(Records of labeled boxes)
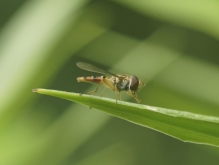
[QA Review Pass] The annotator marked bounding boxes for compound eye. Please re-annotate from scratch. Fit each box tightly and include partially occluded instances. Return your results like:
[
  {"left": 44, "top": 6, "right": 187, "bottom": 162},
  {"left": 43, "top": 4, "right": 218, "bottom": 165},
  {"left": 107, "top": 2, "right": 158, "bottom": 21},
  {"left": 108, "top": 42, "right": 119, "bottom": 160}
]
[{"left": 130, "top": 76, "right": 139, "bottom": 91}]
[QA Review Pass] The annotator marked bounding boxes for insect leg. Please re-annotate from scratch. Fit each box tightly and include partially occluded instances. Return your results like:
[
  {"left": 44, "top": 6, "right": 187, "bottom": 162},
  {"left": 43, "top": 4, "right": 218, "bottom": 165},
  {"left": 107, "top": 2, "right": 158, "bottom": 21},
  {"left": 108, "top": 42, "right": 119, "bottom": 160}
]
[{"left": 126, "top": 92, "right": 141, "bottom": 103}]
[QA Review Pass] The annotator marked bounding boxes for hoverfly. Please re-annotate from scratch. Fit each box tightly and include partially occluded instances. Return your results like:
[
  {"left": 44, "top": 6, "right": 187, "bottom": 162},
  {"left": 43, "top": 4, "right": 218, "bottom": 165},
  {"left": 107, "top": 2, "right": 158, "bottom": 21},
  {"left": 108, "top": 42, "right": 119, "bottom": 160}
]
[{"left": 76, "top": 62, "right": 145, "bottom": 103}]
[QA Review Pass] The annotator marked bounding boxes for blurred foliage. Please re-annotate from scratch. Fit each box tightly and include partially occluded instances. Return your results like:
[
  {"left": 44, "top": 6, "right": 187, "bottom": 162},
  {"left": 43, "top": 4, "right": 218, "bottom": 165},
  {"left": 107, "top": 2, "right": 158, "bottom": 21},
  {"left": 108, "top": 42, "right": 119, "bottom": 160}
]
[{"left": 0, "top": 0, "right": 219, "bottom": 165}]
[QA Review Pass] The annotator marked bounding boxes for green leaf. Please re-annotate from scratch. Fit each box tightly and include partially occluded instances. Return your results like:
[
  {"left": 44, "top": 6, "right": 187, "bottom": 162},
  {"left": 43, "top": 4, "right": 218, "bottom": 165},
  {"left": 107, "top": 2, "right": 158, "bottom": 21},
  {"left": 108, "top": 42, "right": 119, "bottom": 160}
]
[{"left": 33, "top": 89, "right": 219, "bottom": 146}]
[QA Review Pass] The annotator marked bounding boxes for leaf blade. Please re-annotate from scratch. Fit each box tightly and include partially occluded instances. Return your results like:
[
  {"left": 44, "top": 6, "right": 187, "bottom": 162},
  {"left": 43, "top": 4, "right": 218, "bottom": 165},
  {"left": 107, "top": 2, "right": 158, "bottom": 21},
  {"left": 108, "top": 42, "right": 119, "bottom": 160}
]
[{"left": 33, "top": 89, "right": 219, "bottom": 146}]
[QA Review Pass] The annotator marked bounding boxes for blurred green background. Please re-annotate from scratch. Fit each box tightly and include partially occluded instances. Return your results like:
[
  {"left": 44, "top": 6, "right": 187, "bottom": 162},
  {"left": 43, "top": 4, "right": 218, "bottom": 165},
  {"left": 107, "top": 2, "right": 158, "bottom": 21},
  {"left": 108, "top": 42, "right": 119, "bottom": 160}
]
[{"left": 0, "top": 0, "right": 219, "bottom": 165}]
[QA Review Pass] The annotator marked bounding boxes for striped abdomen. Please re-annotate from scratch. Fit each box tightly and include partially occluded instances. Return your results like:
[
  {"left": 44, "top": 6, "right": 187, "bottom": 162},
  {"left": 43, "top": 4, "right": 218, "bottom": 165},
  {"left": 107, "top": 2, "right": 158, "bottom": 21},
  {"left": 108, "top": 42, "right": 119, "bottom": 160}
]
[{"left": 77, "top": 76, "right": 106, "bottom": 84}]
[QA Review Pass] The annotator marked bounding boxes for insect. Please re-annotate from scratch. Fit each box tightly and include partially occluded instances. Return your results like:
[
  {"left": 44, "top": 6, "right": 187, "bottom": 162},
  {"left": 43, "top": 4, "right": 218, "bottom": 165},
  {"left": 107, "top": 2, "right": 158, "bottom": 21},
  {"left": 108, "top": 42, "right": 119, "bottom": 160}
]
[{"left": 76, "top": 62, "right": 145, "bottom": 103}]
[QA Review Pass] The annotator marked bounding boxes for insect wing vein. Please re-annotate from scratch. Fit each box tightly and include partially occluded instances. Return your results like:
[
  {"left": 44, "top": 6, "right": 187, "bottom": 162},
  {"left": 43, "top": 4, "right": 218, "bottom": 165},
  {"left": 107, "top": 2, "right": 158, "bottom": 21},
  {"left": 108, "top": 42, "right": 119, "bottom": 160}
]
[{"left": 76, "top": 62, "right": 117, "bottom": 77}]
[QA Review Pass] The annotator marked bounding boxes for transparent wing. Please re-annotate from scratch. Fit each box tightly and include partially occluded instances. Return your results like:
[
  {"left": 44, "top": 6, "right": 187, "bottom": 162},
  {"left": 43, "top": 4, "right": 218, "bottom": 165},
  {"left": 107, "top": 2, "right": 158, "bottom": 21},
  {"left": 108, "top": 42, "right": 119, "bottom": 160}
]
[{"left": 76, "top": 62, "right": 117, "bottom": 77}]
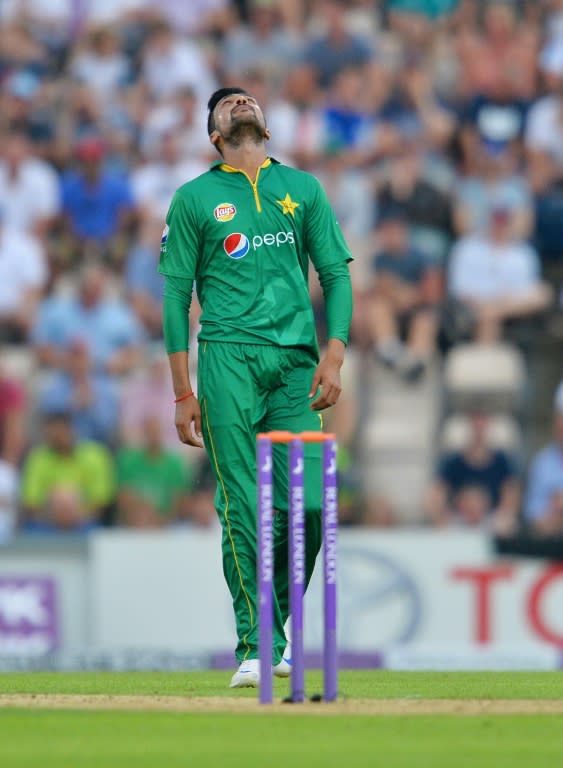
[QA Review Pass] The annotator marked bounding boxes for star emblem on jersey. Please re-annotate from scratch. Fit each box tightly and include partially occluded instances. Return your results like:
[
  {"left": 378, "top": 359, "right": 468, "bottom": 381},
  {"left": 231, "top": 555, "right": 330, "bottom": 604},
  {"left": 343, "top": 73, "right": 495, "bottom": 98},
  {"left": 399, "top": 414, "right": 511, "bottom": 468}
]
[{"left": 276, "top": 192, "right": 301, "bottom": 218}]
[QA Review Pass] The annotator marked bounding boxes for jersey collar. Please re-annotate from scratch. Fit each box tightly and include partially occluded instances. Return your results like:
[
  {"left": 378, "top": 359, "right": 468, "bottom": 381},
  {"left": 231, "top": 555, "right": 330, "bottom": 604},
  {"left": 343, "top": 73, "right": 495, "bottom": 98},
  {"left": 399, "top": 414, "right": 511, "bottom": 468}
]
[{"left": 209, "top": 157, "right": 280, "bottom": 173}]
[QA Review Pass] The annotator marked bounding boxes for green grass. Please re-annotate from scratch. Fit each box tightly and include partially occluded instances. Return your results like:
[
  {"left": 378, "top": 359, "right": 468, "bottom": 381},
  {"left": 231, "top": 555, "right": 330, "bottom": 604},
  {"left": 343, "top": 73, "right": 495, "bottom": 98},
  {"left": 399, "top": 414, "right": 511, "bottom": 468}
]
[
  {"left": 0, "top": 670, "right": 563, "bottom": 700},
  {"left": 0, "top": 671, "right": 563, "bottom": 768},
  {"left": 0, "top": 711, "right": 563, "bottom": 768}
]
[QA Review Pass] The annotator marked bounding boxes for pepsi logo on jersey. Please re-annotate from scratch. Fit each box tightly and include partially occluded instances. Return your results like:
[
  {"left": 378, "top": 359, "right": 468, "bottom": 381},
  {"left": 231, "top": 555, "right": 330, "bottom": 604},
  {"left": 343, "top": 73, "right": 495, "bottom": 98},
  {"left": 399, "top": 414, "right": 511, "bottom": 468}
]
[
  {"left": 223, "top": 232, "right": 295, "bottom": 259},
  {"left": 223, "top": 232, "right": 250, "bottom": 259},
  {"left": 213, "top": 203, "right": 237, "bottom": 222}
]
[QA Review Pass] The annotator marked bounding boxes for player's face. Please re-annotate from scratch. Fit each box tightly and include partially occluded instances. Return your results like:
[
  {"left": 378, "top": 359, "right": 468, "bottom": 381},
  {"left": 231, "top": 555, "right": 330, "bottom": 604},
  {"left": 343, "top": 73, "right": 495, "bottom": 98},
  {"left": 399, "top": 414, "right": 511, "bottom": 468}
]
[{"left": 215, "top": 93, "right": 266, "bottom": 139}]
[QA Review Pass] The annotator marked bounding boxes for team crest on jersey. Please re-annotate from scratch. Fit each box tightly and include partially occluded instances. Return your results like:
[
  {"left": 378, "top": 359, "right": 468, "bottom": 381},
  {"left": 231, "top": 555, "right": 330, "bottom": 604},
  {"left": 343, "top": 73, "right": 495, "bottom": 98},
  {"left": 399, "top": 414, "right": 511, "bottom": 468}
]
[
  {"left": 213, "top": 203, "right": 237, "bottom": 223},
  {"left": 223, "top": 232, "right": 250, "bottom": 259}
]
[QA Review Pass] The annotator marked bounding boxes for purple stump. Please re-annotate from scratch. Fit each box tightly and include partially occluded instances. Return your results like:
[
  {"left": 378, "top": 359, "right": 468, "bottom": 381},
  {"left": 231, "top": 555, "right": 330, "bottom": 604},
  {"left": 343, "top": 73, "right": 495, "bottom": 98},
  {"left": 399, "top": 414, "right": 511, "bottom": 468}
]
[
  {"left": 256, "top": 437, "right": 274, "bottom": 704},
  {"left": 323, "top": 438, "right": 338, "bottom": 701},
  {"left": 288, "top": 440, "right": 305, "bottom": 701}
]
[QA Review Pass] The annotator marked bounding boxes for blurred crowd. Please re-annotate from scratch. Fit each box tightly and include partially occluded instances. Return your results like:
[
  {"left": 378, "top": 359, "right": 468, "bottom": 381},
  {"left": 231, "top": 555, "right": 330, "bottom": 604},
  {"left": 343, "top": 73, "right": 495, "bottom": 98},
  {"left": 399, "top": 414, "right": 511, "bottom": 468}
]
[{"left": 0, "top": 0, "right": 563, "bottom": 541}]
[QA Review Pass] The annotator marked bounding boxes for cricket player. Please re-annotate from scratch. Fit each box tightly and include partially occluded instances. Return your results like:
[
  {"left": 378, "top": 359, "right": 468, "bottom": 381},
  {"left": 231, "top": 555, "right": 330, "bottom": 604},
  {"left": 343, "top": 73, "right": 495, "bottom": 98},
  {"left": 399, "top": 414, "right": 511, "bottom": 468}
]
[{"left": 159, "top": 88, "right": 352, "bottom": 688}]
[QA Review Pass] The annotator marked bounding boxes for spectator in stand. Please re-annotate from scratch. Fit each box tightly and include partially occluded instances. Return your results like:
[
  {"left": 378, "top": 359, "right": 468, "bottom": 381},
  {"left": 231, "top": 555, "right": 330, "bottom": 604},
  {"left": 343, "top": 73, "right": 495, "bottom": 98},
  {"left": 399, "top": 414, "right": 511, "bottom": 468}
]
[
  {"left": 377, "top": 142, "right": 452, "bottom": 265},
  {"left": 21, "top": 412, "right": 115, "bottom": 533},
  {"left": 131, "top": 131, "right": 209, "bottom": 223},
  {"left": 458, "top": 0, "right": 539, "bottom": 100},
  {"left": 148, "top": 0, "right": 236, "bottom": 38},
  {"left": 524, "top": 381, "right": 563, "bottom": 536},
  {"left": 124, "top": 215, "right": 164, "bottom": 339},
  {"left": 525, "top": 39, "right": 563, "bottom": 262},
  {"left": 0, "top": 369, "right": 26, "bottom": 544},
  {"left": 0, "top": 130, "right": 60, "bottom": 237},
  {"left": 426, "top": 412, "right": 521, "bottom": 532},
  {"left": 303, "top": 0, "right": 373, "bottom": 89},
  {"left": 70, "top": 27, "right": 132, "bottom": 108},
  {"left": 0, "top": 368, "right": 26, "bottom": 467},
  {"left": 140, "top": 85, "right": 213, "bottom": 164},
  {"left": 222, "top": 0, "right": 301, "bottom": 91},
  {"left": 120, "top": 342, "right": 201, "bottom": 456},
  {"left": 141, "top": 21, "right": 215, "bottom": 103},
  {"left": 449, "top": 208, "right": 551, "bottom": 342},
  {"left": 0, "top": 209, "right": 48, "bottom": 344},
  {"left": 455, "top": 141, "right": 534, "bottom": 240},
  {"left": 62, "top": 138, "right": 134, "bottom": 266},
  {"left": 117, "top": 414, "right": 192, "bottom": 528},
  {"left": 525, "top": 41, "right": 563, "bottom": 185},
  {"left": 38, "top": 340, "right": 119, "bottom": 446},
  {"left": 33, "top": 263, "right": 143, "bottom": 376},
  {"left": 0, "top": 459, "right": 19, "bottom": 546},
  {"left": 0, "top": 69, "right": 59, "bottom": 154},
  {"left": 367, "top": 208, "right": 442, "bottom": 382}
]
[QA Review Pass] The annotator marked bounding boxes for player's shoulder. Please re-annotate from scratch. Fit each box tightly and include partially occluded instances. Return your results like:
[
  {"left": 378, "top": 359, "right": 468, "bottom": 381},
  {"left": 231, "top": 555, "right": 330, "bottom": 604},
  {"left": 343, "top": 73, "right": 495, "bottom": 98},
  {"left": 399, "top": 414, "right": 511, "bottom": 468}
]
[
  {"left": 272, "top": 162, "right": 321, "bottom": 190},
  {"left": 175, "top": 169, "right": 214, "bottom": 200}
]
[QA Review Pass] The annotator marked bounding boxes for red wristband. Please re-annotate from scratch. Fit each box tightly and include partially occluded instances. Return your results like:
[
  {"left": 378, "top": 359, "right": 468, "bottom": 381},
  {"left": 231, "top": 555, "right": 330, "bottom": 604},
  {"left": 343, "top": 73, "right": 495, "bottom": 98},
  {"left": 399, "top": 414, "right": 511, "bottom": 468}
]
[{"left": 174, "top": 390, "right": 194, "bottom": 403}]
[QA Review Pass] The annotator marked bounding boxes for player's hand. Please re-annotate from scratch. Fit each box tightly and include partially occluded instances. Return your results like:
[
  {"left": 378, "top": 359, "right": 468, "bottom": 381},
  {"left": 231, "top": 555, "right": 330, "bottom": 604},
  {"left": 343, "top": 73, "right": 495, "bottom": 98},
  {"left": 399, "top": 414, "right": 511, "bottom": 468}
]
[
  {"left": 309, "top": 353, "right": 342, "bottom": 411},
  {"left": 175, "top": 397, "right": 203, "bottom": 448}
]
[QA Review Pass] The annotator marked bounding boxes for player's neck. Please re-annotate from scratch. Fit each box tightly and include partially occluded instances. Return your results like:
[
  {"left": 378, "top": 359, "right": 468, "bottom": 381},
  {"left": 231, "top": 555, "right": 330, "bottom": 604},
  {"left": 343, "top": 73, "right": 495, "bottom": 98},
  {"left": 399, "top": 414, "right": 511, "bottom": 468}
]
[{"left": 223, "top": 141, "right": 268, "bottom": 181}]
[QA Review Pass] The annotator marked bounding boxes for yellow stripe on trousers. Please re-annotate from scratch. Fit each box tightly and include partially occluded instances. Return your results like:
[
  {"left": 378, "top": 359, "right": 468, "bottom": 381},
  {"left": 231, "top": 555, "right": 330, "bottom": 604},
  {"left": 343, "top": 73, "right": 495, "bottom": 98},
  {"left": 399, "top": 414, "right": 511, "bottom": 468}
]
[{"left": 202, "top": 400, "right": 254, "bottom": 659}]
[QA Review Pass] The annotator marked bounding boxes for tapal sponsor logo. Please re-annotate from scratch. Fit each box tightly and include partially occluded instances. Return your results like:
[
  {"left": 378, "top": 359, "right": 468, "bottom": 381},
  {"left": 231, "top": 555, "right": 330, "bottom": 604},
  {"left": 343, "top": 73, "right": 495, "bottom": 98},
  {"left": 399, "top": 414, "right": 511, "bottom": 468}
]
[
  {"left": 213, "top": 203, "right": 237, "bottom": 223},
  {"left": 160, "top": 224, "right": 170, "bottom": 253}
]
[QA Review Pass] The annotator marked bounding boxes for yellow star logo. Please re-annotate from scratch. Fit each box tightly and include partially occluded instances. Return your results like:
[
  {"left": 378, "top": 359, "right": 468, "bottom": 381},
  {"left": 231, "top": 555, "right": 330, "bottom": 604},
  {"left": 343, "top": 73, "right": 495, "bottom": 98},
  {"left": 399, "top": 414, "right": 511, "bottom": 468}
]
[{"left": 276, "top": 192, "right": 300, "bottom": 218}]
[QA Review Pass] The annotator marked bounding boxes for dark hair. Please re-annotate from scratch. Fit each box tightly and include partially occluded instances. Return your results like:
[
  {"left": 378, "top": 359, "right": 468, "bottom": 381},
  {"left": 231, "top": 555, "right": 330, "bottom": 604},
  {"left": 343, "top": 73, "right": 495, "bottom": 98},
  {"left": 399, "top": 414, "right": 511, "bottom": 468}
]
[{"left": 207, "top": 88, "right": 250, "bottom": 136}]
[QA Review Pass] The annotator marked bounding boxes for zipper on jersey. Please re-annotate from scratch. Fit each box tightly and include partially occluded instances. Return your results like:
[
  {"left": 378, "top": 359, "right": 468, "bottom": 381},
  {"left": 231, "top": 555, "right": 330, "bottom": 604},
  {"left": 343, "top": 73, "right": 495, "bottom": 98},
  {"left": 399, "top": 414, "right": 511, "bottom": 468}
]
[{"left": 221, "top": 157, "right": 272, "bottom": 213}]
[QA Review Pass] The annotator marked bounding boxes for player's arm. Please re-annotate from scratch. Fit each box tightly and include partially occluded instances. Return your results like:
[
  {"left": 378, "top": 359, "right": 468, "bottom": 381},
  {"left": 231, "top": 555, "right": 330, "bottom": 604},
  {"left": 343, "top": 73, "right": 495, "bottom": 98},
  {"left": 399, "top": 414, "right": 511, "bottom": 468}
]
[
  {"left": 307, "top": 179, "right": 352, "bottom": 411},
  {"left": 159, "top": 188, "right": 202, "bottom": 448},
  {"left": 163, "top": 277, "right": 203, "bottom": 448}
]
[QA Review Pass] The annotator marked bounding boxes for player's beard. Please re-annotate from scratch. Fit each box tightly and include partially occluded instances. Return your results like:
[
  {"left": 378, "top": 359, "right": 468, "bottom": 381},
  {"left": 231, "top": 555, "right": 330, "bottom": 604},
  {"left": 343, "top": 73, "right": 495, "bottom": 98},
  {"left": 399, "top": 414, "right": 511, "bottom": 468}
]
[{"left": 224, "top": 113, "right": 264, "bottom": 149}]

Exercise directions
Count the lines of the data above that contain the word "star".

Task answer
2